* **Exercise instructions**:
1) In the newspaper item, which regiment is Corporal Herbert Baker listed under?
2) Decide whether each statement agrees with the newspaper item, answering yes or no and quoting the words that settle it: (a) Robert Baker held the rank of sergeant. (b) All four sons went out with the Expeditionary Force. (c) Herbert Baker went back to the front after being wounded.
3) Duplicate everything in the newspaper item from "Baker [Brothers] From" down to "to the front.".

START Text

Baker [Brothers] From an unknown newspaper dated June 25th 1915 = 'Four Ramsey Brothers'
These are the four sons of Mr. and Mrs Robert Baker, of Bury, Hunts., three of whom went out with the Expeditionary Force, and the other is now at Land guard, Felixstowe.
They are as follows:-
1- Sergeant Robert Baker, 10014, B Company, Bedford Regiment, British Expeditionary Force, France.
2- Private Ed. Baker, 9964, C Company, Headquarters, 1st Bedfordshire Regiment, 2nd Army Corps, British Expeditionary Force, France.
3- Corporal Herbert Baker, 9670, C Company, 2nd Northamptonshire Regiment, 5th Division, in France. Has been home wounded; since returned to the front.
4- Private Harry Baker, 5th Company, No. 20632, 1st Platoon, Landguard, Felixstowe.

END Text
START Source material

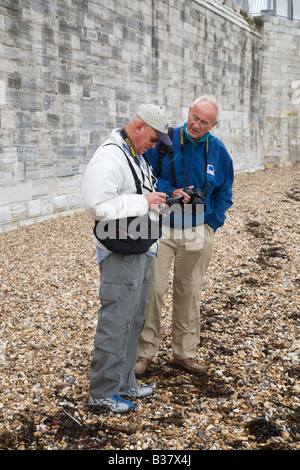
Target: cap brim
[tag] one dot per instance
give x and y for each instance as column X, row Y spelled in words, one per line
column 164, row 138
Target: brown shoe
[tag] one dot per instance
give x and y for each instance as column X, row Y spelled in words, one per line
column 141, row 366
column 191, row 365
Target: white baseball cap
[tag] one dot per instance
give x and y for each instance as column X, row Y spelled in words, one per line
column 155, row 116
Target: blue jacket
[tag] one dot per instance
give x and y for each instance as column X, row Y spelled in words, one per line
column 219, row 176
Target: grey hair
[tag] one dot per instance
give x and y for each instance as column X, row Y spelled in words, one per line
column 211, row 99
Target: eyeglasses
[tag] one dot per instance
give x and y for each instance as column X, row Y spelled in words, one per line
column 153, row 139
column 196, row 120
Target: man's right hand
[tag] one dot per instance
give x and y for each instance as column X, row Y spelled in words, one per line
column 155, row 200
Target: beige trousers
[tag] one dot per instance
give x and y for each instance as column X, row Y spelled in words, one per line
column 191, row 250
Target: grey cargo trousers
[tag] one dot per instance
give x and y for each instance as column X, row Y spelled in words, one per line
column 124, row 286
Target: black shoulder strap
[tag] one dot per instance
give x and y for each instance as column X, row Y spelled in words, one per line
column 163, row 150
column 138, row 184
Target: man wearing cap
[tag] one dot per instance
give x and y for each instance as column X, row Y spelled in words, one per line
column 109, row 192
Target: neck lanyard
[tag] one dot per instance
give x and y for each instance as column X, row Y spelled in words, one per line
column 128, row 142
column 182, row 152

END Source material

* **Results**:
1) The 2nd Northamptonshire Regiment.

2)
(a) Yes: "Sergeant Robert Baker"
(b) No: "three of whom went out with the Expeditionary Force, and the other is now at Land guard, Felixstowe"
(c) Yes: "Has been home wounded; since returned to the front."

3)
Baker [Brothers] From an unknown newspaper dated June 25th 1915 = 'Four Ramsey Brothers'
These are the four sons of Mr. and Mrs Robert Baker, of Bury, Hunts., three of whom went out with the Expeditionary Force, and the other is now at Land guard, Felixstowe.
They are as follows:-
1- Sergeant Robert Baker, 10014, B Company, Bedford Regiment, British Expeditionary Force, France.
2- Private Ed. Baker, 9964, C Company, Headquarters, 1st Bedfordshire Regiment, 2nd Army Corps, British Expeditionary Force, France.
3- Corporal Herbert Baker, 9670, C Company, 2nd Northamptonshire Regiment, 5th Division, in France. Has been home wounded; since returned to the front.